[start Extracted information]

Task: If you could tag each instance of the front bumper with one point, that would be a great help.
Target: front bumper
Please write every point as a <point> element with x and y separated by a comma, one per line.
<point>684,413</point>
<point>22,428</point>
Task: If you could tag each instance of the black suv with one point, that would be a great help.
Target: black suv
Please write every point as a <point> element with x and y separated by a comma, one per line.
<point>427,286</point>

[end Extracted information]

▸ **Set exercise**: Rewrite all the rows above as a Markdown table with two columns, "No." and "Text," one line per table row and no blank lines.

▸ **Answer to the exercise**:
| No. | Text |
|---|---|
| 1 | Task: If you could tag each instance of the front bumper with one point, that would be a great help. |
| 2 | Target: front bumper |
| 3 | Please write every point as a <point> element with x and y separated by a comma, one per line. |
| 4 | <point>684,413</point> |
| 5 | <point>22,428</point> |
| 6 | Task: If you could tag each instance of the black suv with one point, that would be a great help. |
| 7 | Target: black suv |
| 8 | Please write every point as a <point> element with x and y separated by a comma, one per line. |
| 9 | <point>427,286</point> |